### STORED RECORDS
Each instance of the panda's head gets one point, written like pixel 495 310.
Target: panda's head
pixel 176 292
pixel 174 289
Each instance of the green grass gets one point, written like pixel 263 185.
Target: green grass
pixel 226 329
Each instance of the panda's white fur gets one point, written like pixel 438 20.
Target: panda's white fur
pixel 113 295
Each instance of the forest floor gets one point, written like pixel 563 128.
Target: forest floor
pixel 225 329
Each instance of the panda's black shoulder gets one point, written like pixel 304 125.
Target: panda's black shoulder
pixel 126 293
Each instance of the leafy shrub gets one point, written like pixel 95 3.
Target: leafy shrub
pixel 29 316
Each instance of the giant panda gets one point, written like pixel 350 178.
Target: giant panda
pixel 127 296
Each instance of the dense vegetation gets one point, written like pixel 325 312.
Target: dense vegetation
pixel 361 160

--

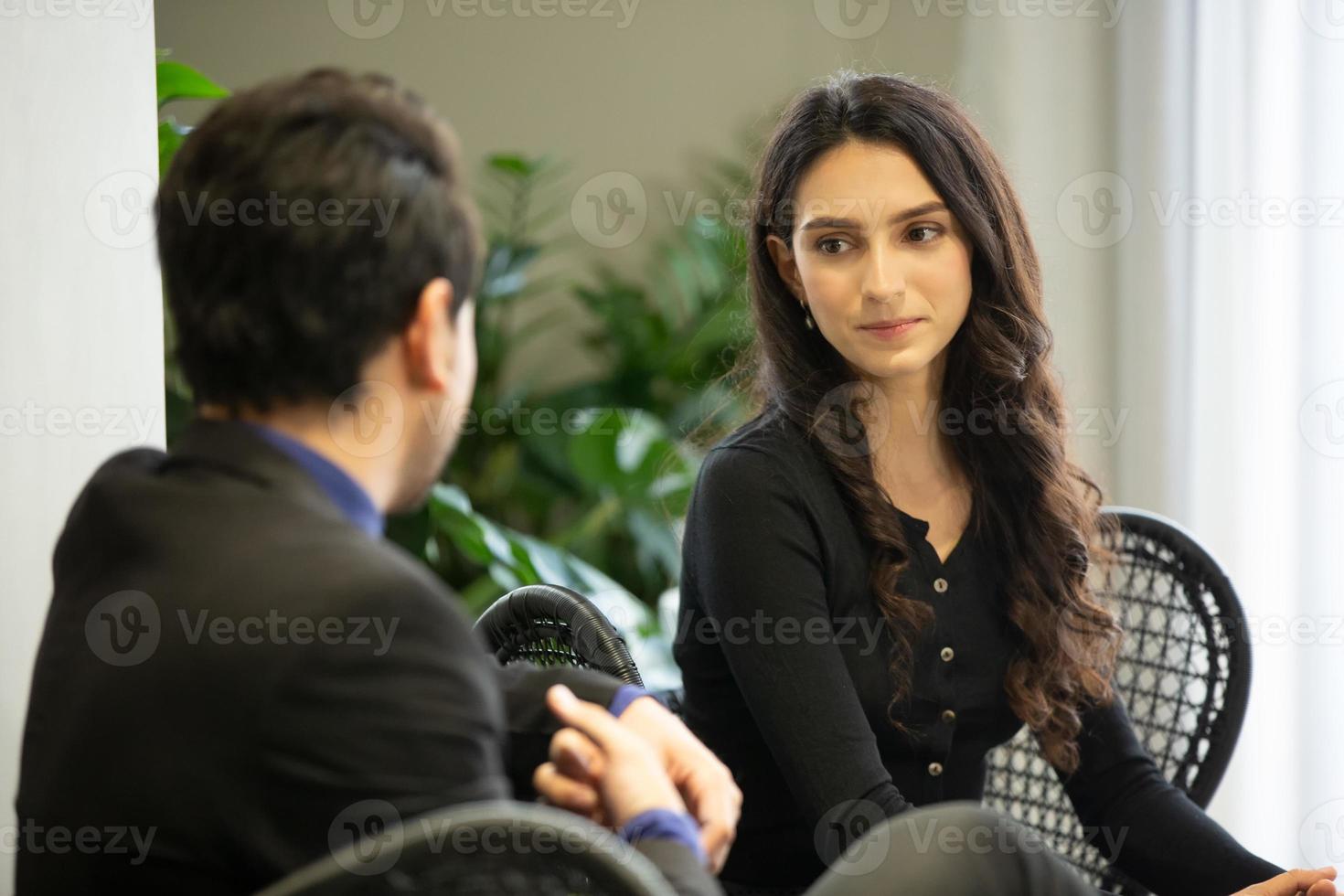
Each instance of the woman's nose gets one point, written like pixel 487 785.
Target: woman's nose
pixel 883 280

### AIM
Rewrite the data from the line containing "Each instance of the forest" through the line containing "pixel 126 293", substituting "woodland floor" for "forest floor" and leaving everything else unchanged.

### COMPLETE ANSWER
Each instance of the woodland floor gets one point, written like pixel 563 128.
Target: woodland floor
pixel 225 329
Each instance of the panda's black shoulder gets one point, written like pixel 304 125.
Target: panda's black shoulder
pixel 126 293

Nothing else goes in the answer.